### Bloc de texte ###
L’attitude de Jésus qui délaisse les «bons pratiquants» de la loi est choquante. Il refuse de se laisser annexer par une caste de gens corrects qui se pensent meilleurs que les autres, qui prêchent aux autres ce qui est «correct» et qui repoussent loin d’eux les «pas corrects» de peur d’être contaminés par leur virus.
Jésus va chercher un humain égaré; il montre ainsi que ce n’est pas l’égarement, le péché pour parler avec des mots peu utilisés présentement, qui l’intéresse, c’est la souffrance. Nous ne voyons souvent que l’égarement d’un proche. Nous réalisons peu qu’il cache une grande souffrance parce qu’il se sent rejeté, mal aimé de la famille et aussi jugé faussement.
Jésus s’empresse de sortir pour aider à sortir de leur vie sans vie les mal foutus. Il n’exige pas d’eux qu’ils changent de vie. Il ne sort pas vers les «pas corrects» pour leur faire la morale comme les «preachers» de son temps. Il sort pour les accompagner sur leur route, pour leur redonner une place d’honneur, la première place.
###
▶ Questions de compréhension:
[a] Répondez aux questions suivantes à partir du texte sur l’attitude de Jésus.
(i) Selon le texte, qu’est-ce qui intéresse Jésus, plutôt que l’égarement ?
(ii) Qu’est-ce que Jésus n’exige pas des mal foutus ?
(iii) De quoi ont peur les gens corrects qui repoussent les «pas corrects» ?
[b] Poursuivez le texte sur l’attitude de Jésus à la suite de sa dernière phrase, dans le même ton.
### Entrées extraites ###
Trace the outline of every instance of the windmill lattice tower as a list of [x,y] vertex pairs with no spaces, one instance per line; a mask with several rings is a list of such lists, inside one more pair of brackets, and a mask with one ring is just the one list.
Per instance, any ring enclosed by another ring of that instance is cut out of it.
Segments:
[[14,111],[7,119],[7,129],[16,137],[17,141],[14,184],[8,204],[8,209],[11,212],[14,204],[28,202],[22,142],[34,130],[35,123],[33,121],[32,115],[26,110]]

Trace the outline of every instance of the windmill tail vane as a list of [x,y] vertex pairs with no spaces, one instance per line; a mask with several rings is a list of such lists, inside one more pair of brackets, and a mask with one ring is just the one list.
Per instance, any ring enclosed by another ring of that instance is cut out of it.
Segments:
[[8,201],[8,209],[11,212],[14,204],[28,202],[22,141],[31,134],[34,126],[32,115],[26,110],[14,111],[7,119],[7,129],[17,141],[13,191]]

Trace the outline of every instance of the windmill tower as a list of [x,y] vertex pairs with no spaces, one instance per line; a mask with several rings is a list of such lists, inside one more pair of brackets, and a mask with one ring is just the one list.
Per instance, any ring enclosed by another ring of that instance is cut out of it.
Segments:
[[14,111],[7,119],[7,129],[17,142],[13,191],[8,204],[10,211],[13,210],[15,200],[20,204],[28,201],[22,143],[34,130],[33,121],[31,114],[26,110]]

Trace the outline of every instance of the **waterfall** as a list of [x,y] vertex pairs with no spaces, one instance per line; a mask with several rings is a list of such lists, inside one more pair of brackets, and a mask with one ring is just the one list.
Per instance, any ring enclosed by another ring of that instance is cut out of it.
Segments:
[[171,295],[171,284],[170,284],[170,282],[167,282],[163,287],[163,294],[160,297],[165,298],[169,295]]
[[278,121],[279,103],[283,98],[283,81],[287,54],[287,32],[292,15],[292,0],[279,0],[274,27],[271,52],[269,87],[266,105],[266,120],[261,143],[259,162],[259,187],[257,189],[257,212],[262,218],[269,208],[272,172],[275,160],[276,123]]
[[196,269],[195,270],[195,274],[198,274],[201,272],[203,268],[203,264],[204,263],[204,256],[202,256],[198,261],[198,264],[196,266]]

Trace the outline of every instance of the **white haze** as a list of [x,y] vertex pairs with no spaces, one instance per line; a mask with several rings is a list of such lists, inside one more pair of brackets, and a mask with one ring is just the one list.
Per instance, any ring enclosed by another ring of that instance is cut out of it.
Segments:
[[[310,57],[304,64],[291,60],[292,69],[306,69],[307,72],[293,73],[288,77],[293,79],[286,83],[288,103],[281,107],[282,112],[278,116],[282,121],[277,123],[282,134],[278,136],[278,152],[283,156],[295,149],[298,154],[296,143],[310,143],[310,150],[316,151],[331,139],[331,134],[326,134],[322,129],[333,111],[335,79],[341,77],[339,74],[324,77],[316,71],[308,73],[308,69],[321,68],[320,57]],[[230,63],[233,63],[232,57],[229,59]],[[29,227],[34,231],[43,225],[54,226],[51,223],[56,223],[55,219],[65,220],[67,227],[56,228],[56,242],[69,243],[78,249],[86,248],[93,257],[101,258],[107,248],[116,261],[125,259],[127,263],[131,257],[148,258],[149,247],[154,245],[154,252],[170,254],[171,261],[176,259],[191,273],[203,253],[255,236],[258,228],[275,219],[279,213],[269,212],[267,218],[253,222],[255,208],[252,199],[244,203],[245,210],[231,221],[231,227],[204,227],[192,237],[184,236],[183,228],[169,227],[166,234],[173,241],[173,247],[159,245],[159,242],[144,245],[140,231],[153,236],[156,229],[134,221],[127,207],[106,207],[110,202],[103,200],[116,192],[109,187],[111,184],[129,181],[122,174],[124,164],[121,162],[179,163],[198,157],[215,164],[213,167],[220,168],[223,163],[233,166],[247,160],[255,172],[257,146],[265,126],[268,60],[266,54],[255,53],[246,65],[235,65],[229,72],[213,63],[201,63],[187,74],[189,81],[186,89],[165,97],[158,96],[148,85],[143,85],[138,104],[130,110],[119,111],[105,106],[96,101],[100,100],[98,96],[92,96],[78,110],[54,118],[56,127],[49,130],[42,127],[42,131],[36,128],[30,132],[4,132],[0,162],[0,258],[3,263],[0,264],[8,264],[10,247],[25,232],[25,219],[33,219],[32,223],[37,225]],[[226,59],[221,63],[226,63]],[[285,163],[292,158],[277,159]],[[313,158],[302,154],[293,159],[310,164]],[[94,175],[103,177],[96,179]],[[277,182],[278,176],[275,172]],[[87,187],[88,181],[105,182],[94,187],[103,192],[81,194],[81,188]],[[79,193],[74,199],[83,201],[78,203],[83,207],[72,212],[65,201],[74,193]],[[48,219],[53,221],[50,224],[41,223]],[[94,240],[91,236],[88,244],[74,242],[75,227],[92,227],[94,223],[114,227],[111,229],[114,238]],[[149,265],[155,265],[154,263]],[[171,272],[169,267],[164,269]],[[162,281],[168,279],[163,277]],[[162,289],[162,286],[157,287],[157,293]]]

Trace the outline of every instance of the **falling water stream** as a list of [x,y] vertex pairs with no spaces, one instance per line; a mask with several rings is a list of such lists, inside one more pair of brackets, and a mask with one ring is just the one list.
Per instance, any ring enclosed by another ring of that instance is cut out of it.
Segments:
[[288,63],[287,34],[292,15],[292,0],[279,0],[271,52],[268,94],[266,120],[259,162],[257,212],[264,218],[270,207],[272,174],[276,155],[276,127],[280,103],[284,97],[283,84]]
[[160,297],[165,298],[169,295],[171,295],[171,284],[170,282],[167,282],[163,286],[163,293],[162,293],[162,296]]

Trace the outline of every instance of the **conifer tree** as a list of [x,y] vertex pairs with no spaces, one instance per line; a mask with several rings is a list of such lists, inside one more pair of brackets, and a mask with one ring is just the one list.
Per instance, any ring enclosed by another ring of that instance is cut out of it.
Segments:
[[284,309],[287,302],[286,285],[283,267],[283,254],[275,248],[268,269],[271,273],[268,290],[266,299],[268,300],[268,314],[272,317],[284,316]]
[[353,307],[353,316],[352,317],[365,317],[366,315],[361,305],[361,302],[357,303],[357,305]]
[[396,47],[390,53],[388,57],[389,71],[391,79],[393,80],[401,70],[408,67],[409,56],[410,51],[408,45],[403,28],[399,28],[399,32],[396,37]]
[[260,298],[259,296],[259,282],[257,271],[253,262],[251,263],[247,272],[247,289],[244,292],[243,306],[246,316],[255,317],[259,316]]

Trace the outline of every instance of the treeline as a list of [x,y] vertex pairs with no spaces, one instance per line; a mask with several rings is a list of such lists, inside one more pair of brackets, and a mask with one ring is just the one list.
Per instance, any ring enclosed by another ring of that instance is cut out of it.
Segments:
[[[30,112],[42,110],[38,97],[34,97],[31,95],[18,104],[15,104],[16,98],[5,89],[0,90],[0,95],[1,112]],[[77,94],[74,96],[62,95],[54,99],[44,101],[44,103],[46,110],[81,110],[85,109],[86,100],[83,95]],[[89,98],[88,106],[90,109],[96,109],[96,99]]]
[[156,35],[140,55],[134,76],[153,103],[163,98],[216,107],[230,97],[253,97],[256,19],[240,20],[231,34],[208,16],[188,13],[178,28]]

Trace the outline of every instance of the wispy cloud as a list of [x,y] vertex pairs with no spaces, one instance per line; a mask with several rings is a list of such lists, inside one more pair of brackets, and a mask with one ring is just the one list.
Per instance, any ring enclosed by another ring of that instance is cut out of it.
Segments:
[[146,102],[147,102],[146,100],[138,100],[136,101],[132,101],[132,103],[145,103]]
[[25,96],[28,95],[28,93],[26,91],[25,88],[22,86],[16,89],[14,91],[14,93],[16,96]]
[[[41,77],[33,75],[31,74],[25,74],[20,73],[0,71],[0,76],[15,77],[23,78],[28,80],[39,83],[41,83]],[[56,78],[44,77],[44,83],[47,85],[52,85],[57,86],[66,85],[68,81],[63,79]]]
###
▶ Réponses proposées:
[a]
(i) La souffrance.
(ii) Il n’exige pas qu’ils changent de vie.
(iii) Ils ont peur d’être contaminés par leur virus.

[b]
Ce geste de délaisser les «corrects» pour visiter le peuple, l’immense peuple des «pas corrects» dont nous sommes membres actifs, est une «révélation» de qui est Dieu. Dieu se dit dans ce geste de sortir d’un environnement communautarisme ou protectionnisme. Les évangélistes rapportent que Jésus ne se soucie pas de sa réputation, de ce que les «corrects» vont penser de lui. Il vit dans un état de bonheur si intense qu’il ne se demande pas s’il respecte la doctrine en place. Sa priorité est de voir la misère de son peuple (Ex 3, 7) et d’agir. Qui donc est Dieu pour nous aimer ainsi (hymne liturgique). L’humanité de Dieu est le premier des sacrements, affirme le mystique du siècle dernier Maurice Zundel.
En mettant de côté une pratique de la foi qui exclue les «pas corrects», Jésus ne se limite pas à professer des normes enracinées dans la culture religieuse. Il pratique la compassion de Dieu envers les délaissés, les corrompus par les drogues fortes, les migrants. Ils sont tous des brebis égarées.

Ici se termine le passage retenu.